> WHAT TO DO:
Down to the last line, transcribe the records verbatim and exclude the images.

> TASK INPUTS:
* * * * * * * * *

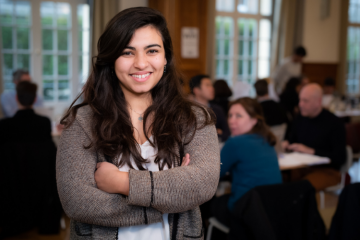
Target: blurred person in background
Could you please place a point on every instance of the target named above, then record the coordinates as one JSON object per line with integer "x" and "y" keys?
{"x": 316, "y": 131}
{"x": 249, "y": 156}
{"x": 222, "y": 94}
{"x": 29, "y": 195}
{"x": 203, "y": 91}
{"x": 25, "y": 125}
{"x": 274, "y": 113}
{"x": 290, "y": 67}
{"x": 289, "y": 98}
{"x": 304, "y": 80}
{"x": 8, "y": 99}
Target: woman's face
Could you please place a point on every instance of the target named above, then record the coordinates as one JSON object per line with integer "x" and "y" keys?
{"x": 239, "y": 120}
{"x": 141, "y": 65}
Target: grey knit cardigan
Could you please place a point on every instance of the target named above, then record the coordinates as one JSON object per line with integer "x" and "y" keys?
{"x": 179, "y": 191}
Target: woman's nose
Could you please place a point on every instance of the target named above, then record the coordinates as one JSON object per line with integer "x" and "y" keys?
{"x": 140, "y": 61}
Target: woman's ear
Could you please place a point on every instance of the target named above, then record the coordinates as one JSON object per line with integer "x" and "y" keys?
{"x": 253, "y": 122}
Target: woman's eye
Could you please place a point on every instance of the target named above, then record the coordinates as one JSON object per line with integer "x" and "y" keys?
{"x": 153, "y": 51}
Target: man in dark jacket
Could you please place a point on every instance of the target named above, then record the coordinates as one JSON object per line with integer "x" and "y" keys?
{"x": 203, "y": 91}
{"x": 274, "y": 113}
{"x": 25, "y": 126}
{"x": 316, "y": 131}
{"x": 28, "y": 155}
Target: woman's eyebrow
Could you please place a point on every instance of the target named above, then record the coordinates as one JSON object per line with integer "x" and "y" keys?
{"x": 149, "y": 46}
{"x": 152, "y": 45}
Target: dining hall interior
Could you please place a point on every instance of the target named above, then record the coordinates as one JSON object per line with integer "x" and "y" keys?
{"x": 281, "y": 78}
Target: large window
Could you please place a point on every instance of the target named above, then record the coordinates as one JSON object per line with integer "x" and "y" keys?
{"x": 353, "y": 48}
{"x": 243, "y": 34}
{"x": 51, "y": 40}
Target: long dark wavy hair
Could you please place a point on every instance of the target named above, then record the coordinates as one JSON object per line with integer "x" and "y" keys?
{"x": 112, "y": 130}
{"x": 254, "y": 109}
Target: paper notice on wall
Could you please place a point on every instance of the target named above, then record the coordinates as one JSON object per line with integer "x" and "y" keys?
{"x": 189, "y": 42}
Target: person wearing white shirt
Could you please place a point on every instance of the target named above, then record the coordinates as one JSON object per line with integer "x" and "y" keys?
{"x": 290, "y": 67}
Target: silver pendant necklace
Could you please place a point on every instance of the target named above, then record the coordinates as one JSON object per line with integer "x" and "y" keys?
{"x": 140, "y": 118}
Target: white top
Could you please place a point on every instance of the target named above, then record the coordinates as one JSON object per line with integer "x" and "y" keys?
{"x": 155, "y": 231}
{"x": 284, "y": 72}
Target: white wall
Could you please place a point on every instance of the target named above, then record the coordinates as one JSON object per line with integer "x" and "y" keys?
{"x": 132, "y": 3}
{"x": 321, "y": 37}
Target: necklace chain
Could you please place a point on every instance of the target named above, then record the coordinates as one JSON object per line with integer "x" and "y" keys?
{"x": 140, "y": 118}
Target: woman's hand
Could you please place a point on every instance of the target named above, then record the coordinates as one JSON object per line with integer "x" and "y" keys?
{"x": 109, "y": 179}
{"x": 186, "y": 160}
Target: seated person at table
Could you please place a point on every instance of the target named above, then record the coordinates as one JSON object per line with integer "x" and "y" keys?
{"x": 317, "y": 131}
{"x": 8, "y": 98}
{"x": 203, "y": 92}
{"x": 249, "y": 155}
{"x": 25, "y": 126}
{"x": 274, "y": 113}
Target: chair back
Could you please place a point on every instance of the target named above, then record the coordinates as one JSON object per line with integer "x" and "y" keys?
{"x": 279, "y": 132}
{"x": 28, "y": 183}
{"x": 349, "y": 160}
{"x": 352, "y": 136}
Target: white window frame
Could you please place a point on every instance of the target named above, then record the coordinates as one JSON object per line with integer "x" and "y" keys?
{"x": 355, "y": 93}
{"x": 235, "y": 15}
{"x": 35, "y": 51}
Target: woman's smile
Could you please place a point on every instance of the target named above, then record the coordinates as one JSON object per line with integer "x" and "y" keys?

* * * * * * * * *

> ANSWER BOX:
Target: blurred person in background
Could you please place a point on every instance of the target named above, then record the coordinates as one JSON object per line with integer "x" and "y" keys?
{"x": 316, "y": 131}
{"x": 249, "y": 156}
{"x": 222, "y": 94}
{"x": 29, "y": 195}
{"x": 203, "y": 91}
{"x": 25, "y": 125}
{"x": 274, "y": 113}
{"x": 290, "y": 67}
{"x": 289, "y": 98}
{"x": 304, "y": 80}
{"x": 8, "y": 99}
Target: woman's face
Could you please place a point on every instance of the target named above, then record the coordinates as one JSON object per line with integer "x" and "y" keys?
{"x": 239, "y": 120}
{"x": 141, "y": 65}
Target: grey knit cardigan
Could you please place a point on every instance of the target named above, then record the coordinates as one JSON object per line with integer "x" and "y" keys?
{"x": 179, "y": 191}
Target: woman's nose
Could you please place a point on every instance of the target named above, then record the coordinates as one JSON object per line with integer "x" and "y" keys?
{"x": 140, "y": 61}
Target: woman's ear
Could you please place a point on every instance of the target named above, then record the coordinates as one JSON object per line with integer "x" and "y" keys?
{"x": 253, "y": 122}
Target: woman's eye
Could you please place a point on every instance of the target named above, then record the coordinates as one JSON object per line with integer "x" and "y" keys?
{"x": 153, "y": 51}
Target: man in dark jacket
Could you please place a point on every instance of the target named above, then record the coordinates as one JSON object per line with integer "x" and "y" keys?
{"x": 203, "y": 91}
{"x": 274, "y": 113}
{"x": 25, "y": 126}
{"x": 316, "y": 131}
{"x": 28, "y": 155}
Target: woman's eyebrow
Could you please place a point on every instance of the target named above, then record the coordinates as one JSON object per line with integer "x" and "y" keys?
{"x": 149, "y": 46}
{"x": 152, "y": 45}
Target: dining hall interior
Could you please place a point on every instance of the target named above, then record the coordinates as one JSON object per line with integer "x" and "y" keys?
{"x": 281, "y": 78}
Target: large window
Could you please place a point on every instance of the target named above, then record the coordinates as one JSON object per line with integer "x" and "y" keys?
{"x": 353, "y": 48}
{"x": 243, "y": 34}
{"x": 51, "y": 40}
Target: long dark wavy hair
Could you please place a point on every instance of the target named above, then record the coordinates as one JSON object per line with integer "x" and "y" keys?
{"x": 112, "y": 130}
{"x": 254, "y": 109}
Target: paper notice on wall
Could you please place a point on every instance of the target named above, then record the coordinates as one JSON object per line with integer "x" and "y" keys?
{"x": 189, "y": 42}
Target: person wearing white shirt
Could you please place a point on every instance of the target named above, then record the coordinates as one JSON object per line with integer "x" and "y" keys?
{"x": 290, "y": 67}
Target: silver pendant necklace
Could you please place a point on every instance of the target named above, then record the coordinates as one JSON object per line with integer "x" and "y" keys?
{"x": 140, "y": 118}
Target: white top
Could you please place a point on every instance of the target named above, then record the coordinates as one JSON object per line with integer "x" and "y" keys?
{"x": 155, "y": 231}
{"x": 284, "y": 72}
Target: white wall
Could you please place a point on every instance of the target named above, then record the coordinates as one JSON object per line with integer "x" and "y" keys?
{"x": 132, "y": 3}
{"x": 321, "y": 37}
Target: necklace chain
Could you please place a point on every instance of the target named above, then record the coordinates as one JSON object per line with integer "x" and "y" keys?
{"x": 140, "y": 118}
Target: woman's hand
Could you please place a point on every instance of the target named above, then record the coordinates as one JSON object per line with integer "x" and "y" keys?
{"x": 109, "y": 179}
{"x": 186, "y": 160}
Target: seated person at table
Could you please place a point on every instance of the target named above, then record the coordinates as one JSON object per line with integer "x" and "y" keys?
{"x": 317, "y": 131}
{"x": 8, "y": 98}
{"x": 203, "y": 92}
{"x": 249, "y": 155}
{"x": 25, "y": 126}
{"x": 274, "y": 113}
Target: chair back
Could you please place a point on every instance of the target named above, then record the coordinates as one JSON object per line with integer "x" and "y" keys?
{"x": 279, "y": 132}
{"x": 28, "y": 183}
{"x": 349, "y": 160}
{"x": 352, "y": 136}
Target: white window frame
Could you please place a point on every instance of the target named above, then record the coordinates as one JSON object per line with integer "x" and "y" keys?
{"x": 355, "y": 93}
{"x": 235, "y": 15}
{"x": 35, "y": 51}
Target: woman's smile
Could you please place a point on every instance of the target named above, then record the coordinates as one JSON object per line with integer "x" and "y" keys?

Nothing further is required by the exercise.